(Entries from a pointing dataset)
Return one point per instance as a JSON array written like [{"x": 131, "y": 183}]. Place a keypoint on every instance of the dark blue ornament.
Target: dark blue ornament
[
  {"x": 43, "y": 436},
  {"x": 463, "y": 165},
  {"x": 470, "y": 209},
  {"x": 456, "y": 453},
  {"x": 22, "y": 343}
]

### [What you will do]
Rename "ornament" to "bauble" throughout the entries above and reproduce them with every other character left as it is.

### [Response below]
Return one point per instance as a JSON array written like [{"x": 131, "y": 183}]. Place a keypoint on every instance of the dark blue bauble.
Target: dark blue bauble
[
  {"x": 43, "y": 436},
  {"x": 463, "y": 165},
  {"x": 470, "y": 209},
  {"x": 456, "y": 453},
  {"x": 22, "y": 343}
]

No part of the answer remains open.